With regard to the Agency's fourth exception, that the award is contrary to law, the Union maintains that Article 33 concerns a "method and means of assisting Agency employees in seeking broader opportunities in other Regional and/or Headquarters offices[.]" Id. at 10. The Union asserts that Article 33 results from the Agency's agreement to a proposal concerning methods and means under section 7106(b)(1), and thus, that the Agency is bound to comply with the provision. Id. at 10-12.
B. Analysis and Conclusions
1. The Union's Grievance was Timely.
The Arbitrator found that the Union's grievance was timely. Thus, the Arbitrator concluded that the grievance was procedurally arbitrable.
Awards resolving questions of procedural arbitrability are subject to challenge only on grounds other than those that directly challenge an arbitrator's determination of procedural arbitrability itself. U.S. Department of the Treasury, United States Mint, Philadelphia, Pennsylvania and Fraternal Order of Police, Lodge F1-PA, 51 FLRA 1683, 1685 (1996). Such grounds include bias on the part of the Arbitrator or a showing that the Arbitrator exceeded his authority. Id. The Agency's exception directly challenges the timeliness of the grievance. As such, the exception directly challenges the Arbitrator's determination of procedural arbitrability, a matter that the Authority does not consider. See id.
2. The Arbitrator's Interpretation of the Performance Appraisals does not Constitute a Nonfact.
The Agency maintains that the Arbitrator based his award on a misinterpretation of the grievant's performance appraisals. We construe this as an assertion that the award is based on a nonfact. To establish that an award is based on a nonfact, the excepting party must demonstrate that a central fact underlying the award is clearly erroneous, but for which a different result would have been reached by the arbitrator. U.S. Department of the Air Force, Lowry Air Force Base, Denver Colorado and National Federation of Federal Employees, Local 1497, 48 FLRA 589, 593 (1993). A party may not raise nonfact allegations concerning a matter that was disputed below. U.S. Department of the Interior, Bureau of Mines, Pittsburgh Research Center and American Federation of Government Employees, Local 1916, 53 FLRA 34, 40 (1997).
The interpretation of the performance appraisals is a matter that the parties clearly disputed below. See Exceptions, Attachment 28 at 11-13 (Agency's Brief to Arbitrator). Accordingly, it does not constitute a nonfact.
3. The Arbitrator's Award does not Fail to Draw its Essence from the Collective Bargaining Agreement.

DATA PROVIDED:
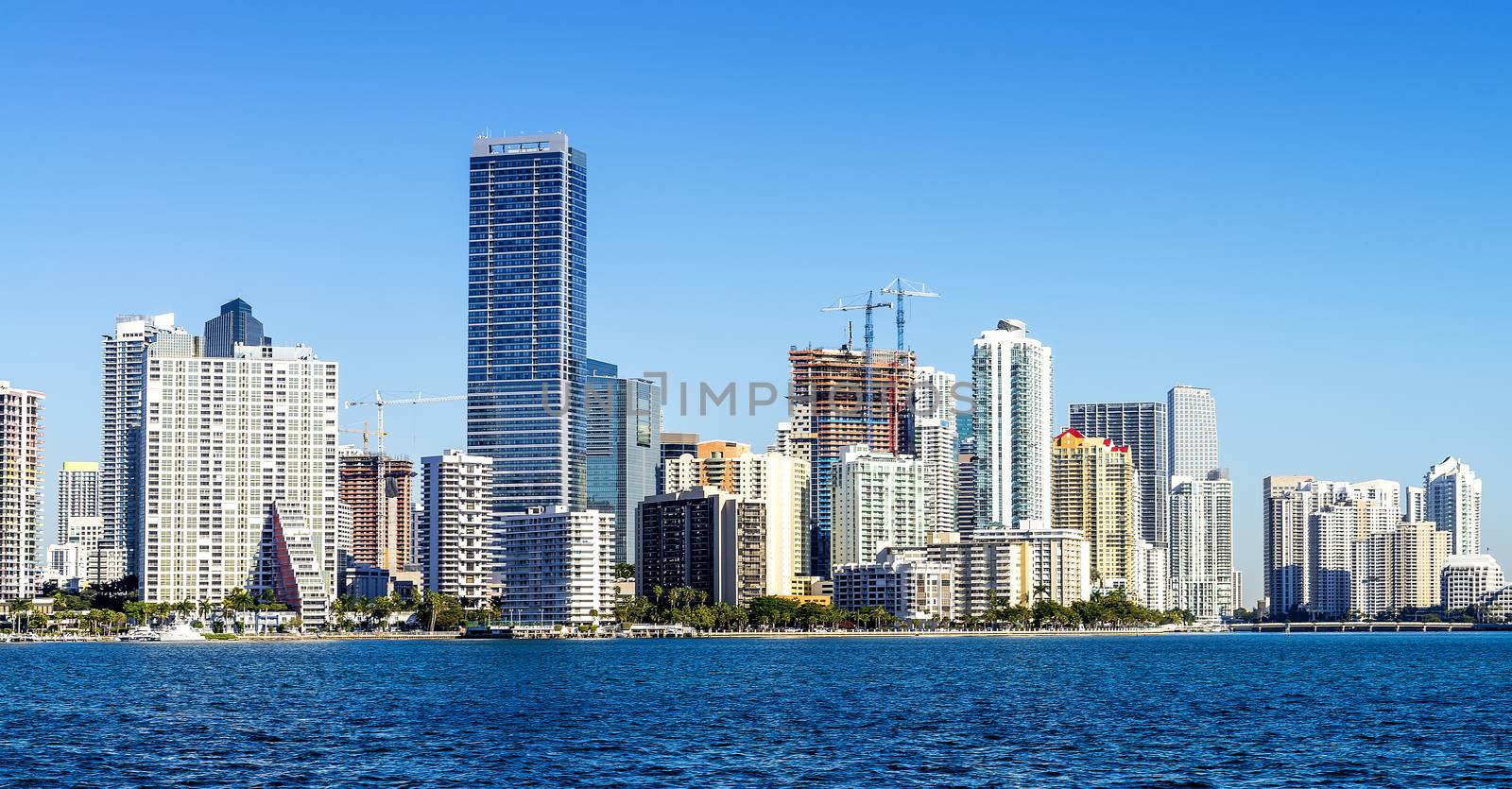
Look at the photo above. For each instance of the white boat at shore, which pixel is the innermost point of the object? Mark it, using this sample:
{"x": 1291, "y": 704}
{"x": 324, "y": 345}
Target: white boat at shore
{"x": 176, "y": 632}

...

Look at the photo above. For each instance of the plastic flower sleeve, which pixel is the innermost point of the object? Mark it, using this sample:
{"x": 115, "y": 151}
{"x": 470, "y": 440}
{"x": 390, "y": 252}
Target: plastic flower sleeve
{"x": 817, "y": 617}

EXERCISE TASKS:
[1] Condense the paragraph of the arbitration decision beginning "The Agency maintains that the Arbitrator based his award" into a short bulleted list that keeps its main points.
[2] Carry the arbitration decision forward from its last heading, about the award drawing its essence from the collective bargaining agreement.
The lines have no connection to the arbitration decision.

THE ANSWERS:
[1]
- The Agency claims the award rests on a misinterpretation of the grievant's performance appraisals. This is treated as an assertion that the award is based on a nonfact.
- To establish a nonfact, the excepting party must show that a central fact underlying the award is clearly erroneous and that, but for it, the arbitrator would have reached a different result (Lowry Air Force Base, 48 FLRA 589, 593 (1993)).
- A party may not raise nonfact allegations about a matter that was disputed below (Bureau of Mines, Pittsburgh Research Center, 53 FLRA 34, 40 (1997)).

[2]
Article 33, Section 7 of the collective bargaining agreement states that "the selection of any employee from transfer registers shall not be based on arbitrary or unreasonable considerations." The Arbitrator found that the Agency violated this section of the agreement, because:
It is not believable that any recent law school graduate from any law school could better serve the mission of the Agency than could [the grievant]. It must therefore be found that, because the basis for the Agency's action is not convincing, it acted arbitrarily and unreasonably. . . .
Award at 16 (emphasis in original).
The Arbitrator found, in effect, that, in the circumstances of this case, it was arbitrary and unreasonable for the Agency not to select the grievant who had good performance appraisals, and instead to hire an untested recent graduate. Thus, the Arbitrator interpreted Section 7 as providing that the selection or nonselection of an employee from the transfer list shall not be arbitrary or unreasonable. The Agency has provided no basis for finding this interpretation of Article 33 implausible, irrational, or unconnected to the wording of the agreement. Thus, the Agency has not demonstrated that the award fails to draw its essence from the collective bargaining agreement. See United States Department of Labor (OSHA) and National Council of Field Labor Locals, 34 FLRA 573, 575 (1990).
4. The Arbitrator's Award is Contrary to Law.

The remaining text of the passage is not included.